§ INPUT FOR THIS TASK
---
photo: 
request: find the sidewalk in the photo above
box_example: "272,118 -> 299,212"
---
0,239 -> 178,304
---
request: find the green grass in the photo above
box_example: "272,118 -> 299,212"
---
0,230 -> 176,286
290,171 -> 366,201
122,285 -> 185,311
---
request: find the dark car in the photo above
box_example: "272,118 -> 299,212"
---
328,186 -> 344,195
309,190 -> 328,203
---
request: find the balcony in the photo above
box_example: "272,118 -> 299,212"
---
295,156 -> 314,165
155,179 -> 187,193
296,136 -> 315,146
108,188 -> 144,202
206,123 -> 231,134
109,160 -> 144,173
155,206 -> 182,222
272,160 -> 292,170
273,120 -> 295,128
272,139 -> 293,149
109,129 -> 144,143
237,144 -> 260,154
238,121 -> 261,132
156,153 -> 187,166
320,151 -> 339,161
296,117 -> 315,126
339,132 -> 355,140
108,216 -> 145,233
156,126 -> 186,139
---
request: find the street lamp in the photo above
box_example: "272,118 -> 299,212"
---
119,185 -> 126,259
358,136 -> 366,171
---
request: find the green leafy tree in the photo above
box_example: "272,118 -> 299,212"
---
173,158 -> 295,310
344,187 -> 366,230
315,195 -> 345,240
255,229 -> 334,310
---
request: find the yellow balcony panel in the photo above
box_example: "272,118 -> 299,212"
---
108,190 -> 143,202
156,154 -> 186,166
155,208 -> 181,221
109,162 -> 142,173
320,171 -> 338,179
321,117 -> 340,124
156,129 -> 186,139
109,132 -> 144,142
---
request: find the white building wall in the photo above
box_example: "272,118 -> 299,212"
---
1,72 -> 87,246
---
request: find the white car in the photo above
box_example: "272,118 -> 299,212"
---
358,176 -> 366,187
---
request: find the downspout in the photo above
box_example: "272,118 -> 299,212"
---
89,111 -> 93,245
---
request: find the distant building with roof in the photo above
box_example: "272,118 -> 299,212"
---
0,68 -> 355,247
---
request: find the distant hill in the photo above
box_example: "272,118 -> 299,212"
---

§ PROBLEM DETAILS
Recast the data above as a numbered list, omitting any blank lines.

§ EXERCISE RESPONSE
1. ---
2. photo: 
3. request: find the sidewalk in the photo above
4. box_example: "272,118 -> 299,212"
5. ---
6. 0,239 -> 178,304
7. ---
8. request: find the green grass in the photo above
9. box_example: "272,118 -> 299,212"
10. ---
11. 0,230 -> 176,286
12. 290,171 -> 366,201
13. 122,285 -> 185,311
14. ---
15. request: find the dark car in the photo above
16. box_example: "272,118 -> 299,212"
17. ---
18. 328,186 -> 344,195
19. 309,190 -> 328,203
20. ---
21. request: find the balcony in the photo above
22. box_example: "272,118 -> 299,212"
23. ---
24. 295,156 -> 314,165
25. 155,179 -> 187,193
26. 296,136 -> 315,146
27. 108,188 -> 144,202
28. 206,123 -> 231,134
29. 109,160 -> 144,173
30. 155,206 -> 182,222
31. 272,160 -> 292,170
32. 273,120 -> 295,128
33. 272,139 -> 293,149
34. 109,129 -> 144,143
35. 237,144 -> 260,154
36. 238,121 -> 261,132
37. 156,153 -> 187,166
38. 320,151 -> 339,161
39. 296,117 -> 315,126
40. 339,132 -> 355,140
41. 108,216 -> 145,233
42. 156,126 -> 186,139
43. ---
44. request: find the street lamp in the photo above
45. box_example: "272,118 -> 299,212"
46. ---
47. 119,185 -> 126,259
48. 358,136 -> 366,171
49. ---
50. request: find the green leafy tree in the photo above
51. box_example: "272,118 -> 299,212"
52. ---
53. 173,158 -> 295,310
54. 344,187 -> 366,230
55. 315,195 -> 345,240
56. 255,229 -> 334,310
57. ---
58. request: find the yellow balcony panel in the photo above
59. box_example: "272,118 -> 299,212"
60. ---
61. 108,190 -> 143,202
62. 156,154 -> 186,166
63. 155,208 -> 181,221
64. 109,162 -> 142,173
65. 320,171 -> 338,179
66. 321,117 -> 340,124
67. 156,129 -> 186,139
68. 109,132 -> 144,142
69. ---
70. request: find the white building wall in the photo above
71. box_example: "272,118 -> 299,212"
72. ---
73. 1,72 -> 87,246
74. ---
75. request: find the white car in the photo above
76. box_example: "272,118 -> 299,212"
77. ---
78. 358,176 -> 366,187
79. ---
80. request: find the downspout in the photo above
81. box_example: "272,118 -> 299,212"
82. ---
83. 89,111 -> 93,245
84. ---
85. request: find the distant building with roof in the photo above
86. box_example: "272,118 -> 299,212"
87. ---
88. 0,68 -> 355,247
89. ---
90. request: find the distant hill in the photo above
91. box_example: "272,118 -> 299,212"
92. ---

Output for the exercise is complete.